-- start of Dataset content --

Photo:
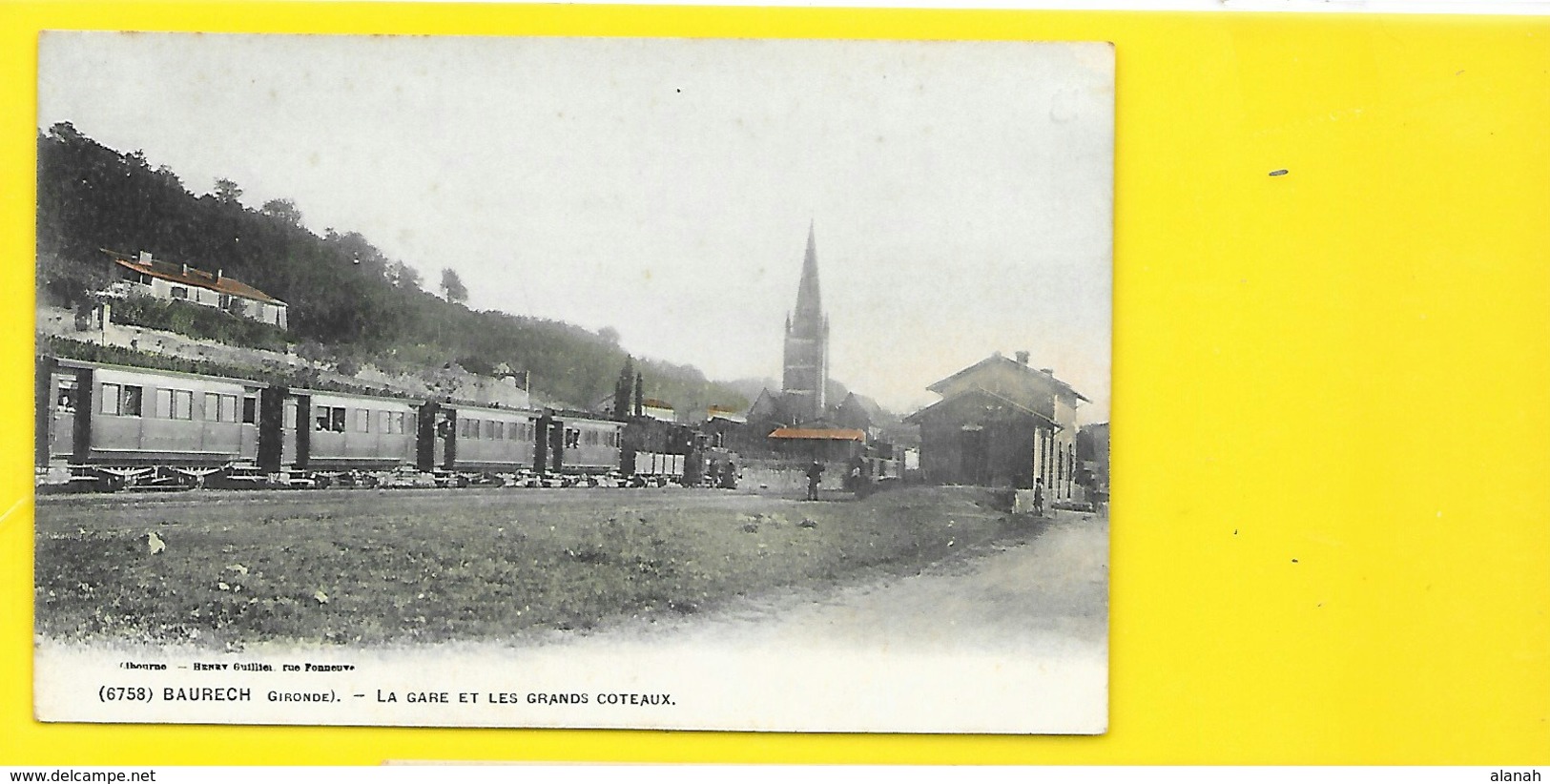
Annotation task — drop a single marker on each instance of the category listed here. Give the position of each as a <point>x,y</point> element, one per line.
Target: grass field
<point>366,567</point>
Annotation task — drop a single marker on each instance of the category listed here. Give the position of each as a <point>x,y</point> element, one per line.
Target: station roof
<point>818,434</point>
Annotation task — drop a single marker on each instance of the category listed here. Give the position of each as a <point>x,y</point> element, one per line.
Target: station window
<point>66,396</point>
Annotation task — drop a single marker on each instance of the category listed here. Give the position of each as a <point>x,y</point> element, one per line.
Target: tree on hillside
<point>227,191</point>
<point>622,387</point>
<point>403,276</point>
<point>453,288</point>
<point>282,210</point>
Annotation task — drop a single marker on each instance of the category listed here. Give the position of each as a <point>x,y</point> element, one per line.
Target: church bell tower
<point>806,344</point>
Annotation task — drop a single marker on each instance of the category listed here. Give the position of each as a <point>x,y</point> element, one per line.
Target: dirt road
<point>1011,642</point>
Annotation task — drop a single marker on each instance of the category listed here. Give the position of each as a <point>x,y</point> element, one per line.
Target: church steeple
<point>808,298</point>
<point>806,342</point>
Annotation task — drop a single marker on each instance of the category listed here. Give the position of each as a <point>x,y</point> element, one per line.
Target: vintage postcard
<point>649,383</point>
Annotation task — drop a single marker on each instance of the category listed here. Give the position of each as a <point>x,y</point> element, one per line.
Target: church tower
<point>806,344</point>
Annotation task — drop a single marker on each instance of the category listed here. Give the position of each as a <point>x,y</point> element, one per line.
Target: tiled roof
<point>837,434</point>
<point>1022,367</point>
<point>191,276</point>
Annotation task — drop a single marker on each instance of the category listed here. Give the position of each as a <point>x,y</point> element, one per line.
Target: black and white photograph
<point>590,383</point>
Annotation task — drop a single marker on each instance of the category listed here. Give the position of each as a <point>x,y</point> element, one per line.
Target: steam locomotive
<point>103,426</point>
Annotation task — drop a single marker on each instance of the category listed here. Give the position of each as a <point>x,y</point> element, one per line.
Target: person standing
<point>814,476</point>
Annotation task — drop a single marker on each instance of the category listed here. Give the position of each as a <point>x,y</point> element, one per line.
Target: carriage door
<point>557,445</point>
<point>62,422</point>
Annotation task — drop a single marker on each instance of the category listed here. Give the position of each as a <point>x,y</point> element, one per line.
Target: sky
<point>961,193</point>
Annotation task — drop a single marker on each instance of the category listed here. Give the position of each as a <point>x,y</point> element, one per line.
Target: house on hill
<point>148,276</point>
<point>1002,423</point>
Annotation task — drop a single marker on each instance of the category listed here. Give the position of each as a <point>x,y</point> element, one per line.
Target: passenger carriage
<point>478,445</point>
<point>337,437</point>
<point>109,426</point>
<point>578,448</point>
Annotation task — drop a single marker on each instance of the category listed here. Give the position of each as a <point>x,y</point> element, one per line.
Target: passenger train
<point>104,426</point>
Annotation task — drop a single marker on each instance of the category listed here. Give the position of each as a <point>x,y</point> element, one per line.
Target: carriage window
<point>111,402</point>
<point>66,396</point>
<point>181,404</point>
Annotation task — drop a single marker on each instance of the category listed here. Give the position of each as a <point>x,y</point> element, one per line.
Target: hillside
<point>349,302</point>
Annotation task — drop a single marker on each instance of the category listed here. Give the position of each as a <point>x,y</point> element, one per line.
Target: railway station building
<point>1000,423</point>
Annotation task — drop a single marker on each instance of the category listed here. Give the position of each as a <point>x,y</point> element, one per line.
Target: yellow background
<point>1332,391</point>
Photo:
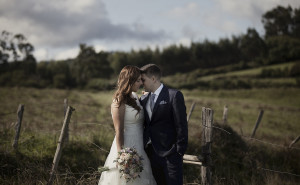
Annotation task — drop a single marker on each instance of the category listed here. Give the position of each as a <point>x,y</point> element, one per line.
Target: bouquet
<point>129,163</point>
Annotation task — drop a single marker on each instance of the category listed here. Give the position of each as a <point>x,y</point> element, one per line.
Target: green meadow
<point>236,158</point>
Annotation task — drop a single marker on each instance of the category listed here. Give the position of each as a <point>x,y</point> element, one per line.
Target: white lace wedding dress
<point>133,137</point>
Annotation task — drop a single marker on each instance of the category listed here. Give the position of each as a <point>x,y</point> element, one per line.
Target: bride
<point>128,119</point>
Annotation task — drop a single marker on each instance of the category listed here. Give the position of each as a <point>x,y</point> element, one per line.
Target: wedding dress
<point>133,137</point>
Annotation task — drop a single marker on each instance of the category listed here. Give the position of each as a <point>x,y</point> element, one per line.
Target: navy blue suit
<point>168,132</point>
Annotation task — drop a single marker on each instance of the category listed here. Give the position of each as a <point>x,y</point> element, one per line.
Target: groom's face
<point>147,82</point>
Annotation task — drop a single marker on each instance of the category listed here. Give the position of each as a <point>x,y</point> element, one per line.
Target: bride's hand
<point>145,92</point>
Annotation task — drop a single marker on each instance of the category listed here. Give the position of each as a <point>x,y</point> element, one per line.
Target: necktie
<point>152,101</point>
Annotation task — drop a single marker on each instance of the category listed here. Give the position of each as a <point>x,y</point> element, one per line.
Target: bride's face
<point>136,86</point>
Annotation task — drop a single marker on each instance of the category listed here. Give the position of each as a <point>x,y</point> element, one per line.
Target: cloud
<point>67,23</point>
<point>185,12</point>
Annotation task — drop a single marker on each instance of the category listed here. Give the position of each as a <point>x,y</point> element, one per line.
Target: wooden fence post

-- end of Dataset content --

§ **Direction**:
Can you format all of the material above as a JSON list of strings, one string per line, with blank lines and the pictures left out?

§ **Solution to this problem**:
[
  "Photo:",
  "Annotation task — drop a single marker on each instance of the category listed here. Give the position of each as a <point>x,y</point> element, one per line.",
  "Target: grass field",
  "<point>366,567</point>",
  "Annotation task — drop a single marker on each instance of the category listed here. Give the position of each as a <point>x,y</point> element, one per line.",
  "Target: station roof",
  "<point>818,434</point>",
  "Annotation task — drop a single marker on each instance of the category listed here. Give the position of each as a <point>x,y</point> element, one per line.",
  "Target: station window",
  "<point>66,396</point>",
  "Annotation task — drop a single marker on each instance of the category listed here. Give the position of each as a <point>x,y</point> element, one per line.",
  "Target: tree on hillside",
  "<point>227,191</point>",
  "<point>622,387</point>",
  "<point>403,276</point>",
  "<point>453,288</point>",
  "<point>282,210</point>",
  "Annotation task — drop a single marker on each instance of the category listed here. Give the position of each as a <point>x,y</point> element, one per line.",
  "Target: church bell tower",
  "<point>806,344</point>",
  "Annotation task — drop a single marker on each instance of the category listed here. Give the position of each as a <point>x,y</point> element, one per line.",
  "Target: dirt road",
  "<point>1011,642</point>",
  "Annotation task — drop a single marker on each instance of the category listed here. Give the position of each as a <point>x,y</point> element, one per line.",
  "Target: church steeple",
  "<point>808,298</point>",
  "<point>806,342</point>",
  "Annotation task — drop a single marker on each instance of the category listed here. Give the position of each as a <point>x,y</point> element, one per line.",
  "Target: vintage postcard",
  "<point>649,383</point>",
  "Annotation task — drop a single marker on each instance of the category listed here. Give the position of each as a <point>x,y</point> element, one per line.",
  "Target: church tower",
  "<point>806,344</point>",
  "Annotation task — drop a single marker on each instance of the category listed here. Give the position of each as a <point>x,y</point> element, one per line.",
  "Target: tiled roof",
  "<point>837,434</point>",
  "<point>1022,367</point>",
  "<point>191,276</point>",
  "Annotation task — drop a single marker on each instance of the category listed here. Give the position of each as a <point>x,y</point> element, one per line.",
  "Target: black and white photograph",
  "<point>590,383</point>",
  "Annotation task — drop a single marker on each instance of the category listed here. Give the position of each as a <point>x,y</point> element, one per line.",
  "Target: steam locomotive",
  "<point>103,426</point>",
  "Annotation task — drop a single marker on each instance of the category listed here. Give the position of each as a <point>x,y</point> element, one per line.",
  "Target: person standing",
  "<point>814,476</point>",
  "Annotation task — drop a single marker on each instance of the category listed here. Give the position of each as a <point>x,y</point> element, one per line.",
  "Target: carriage door",
  "<point>557,445</point>",
  "<point>62,422</point>",
  "Annotation task — drop a single marker on each instance of the category listed here. Give the position of each as a <point>x,y</point> element, one per line.",
  "Target: sky",
  "<point>961,193</point>",
  "Annotation task — drop a single marker on each instance of the category listed here. Give the position of each as a <point>x,y</point> element, one per line.",
  "Target: house on hill",
  "<point>148,276</point>",
  "<point>1002,423</point>",
  "Annotation task — drop a single marker on each instance of the category listed here. Give the position of each as a <point>x,y</point> element, one per line.",
  "Target: passenger carriage",
  "<point>478,445</point>",
  "<point>337,437</point>",
  "<point>109,426</point>",
  "<point>578,448</point>",
  "Annotation task — drop a single marker on each instance of the category listed here. Give the position of each as a <point>x,y</point> element, one per line.",
  "Target: passenger train",
  "<point>104,426</point>",
  "Annotation task — drop a single marker on each instance of the category listed here. Give the position of each as a <point>x,y</point> element, one per line.",
  "Target: carriage window",
  "<point>111,402</point>",
  "<point>66,396</point>",
  "<point>181,404</point>",
  "Annotation task — drop a single marker on each instance of the category listed here. Give the position of each as a <point>x,y</point> element, one per line.",
  "Target: hillside",
  "<point>349,302</point>",
  "Annotation task — drop a single marker on each instance of the category listed here. Give the position of each as a <point>x,y</point> element, one per line.",
  "Target: railway station building",
  "<point>1000,423</point>",
  "Annotation task — drop a single marker on each instance of the category listed here. Give the position of each as a <point>x,y</point> element, one per line.",
  "Target: yellow background",
  "<point>1332,391</point>",
  "Photo:",
  "Annotation task — drop a single marker on each instance of the category listed here. Give the position of each as a <point>x,y</point> element, one per line.",
  "Target: bouquet",
  "<point>129,163</point>",
  "Annotation task — drop a single marker on each instance of the category listed here. Give the position of each as a <point>x,y</point> element, one per line.",
  "Target: green meadow",
  "<point>236,158</point>",
  "Annotation task — drop a single marker on each instance of the category listed here. Give the position of each as a <point>x,y</point> element, one per line.",
  "Target: white lace wedding dress",
  "<point>133,137</point>",
  "Annotation task — drop a single marker on each instance of the category listed here. Give the position of each as a <point>x,y</point> element, one per line.",
  "Target: bride",
  "<point>128,119</point>",
  "Annotation task — drop a single marker on each instance of the category listed here. Give the position of each as a <point>x,y</point> element, one per line.",
  "Target: wedding dress",
  "<point>133,137</point>",
  "Annotation task — drop a single marker on each instance of the category listed here. Give the position of each as a <point>x,y</point> element, one per line.",
  "Target: navy blue suit",
  "<point>168,132</point>",
  "Annotation task — drop a single marker on each instance of the category listed here. Give the position of each as a <point>x,y</point> element, one per line.",
  "Target: groom's face",
  "<point>147,82</point>",
  "Annotation task — drop a single marker on each instance of the category listed here. Give the position of each as a <point>x,y</point> element, one per line.",
  "Target: bride's hand",
  "<point>145,92</point>",
  "Annotation task — drop a single marker on each instance of the category listed here. Give the position of each as a <point>x,y</point> element, one per line.",
  "Target: necktie",
  "<point>152,101</point>",
  "Annotation task — drop a single marker on each instance of the category listed here. Give the position of each as a <point>x,y</point> element, one per line.",
  "Target: bride's face",
  "<point>136,86</point>",
  "Annotation task — drop a single marker on each instance of the category listed here. Give the position of each as a <point>x,y</point> element, one per line.",
  "Target: cloud",
  "<point>67,23</point>",
  "<point>185,12</point>",
  "Annotation task — drop a single marker on each instance of the category listed here. Give the position of each as a <point>x,y</point> element, one per line.",
  "Target: wooden fence post"
]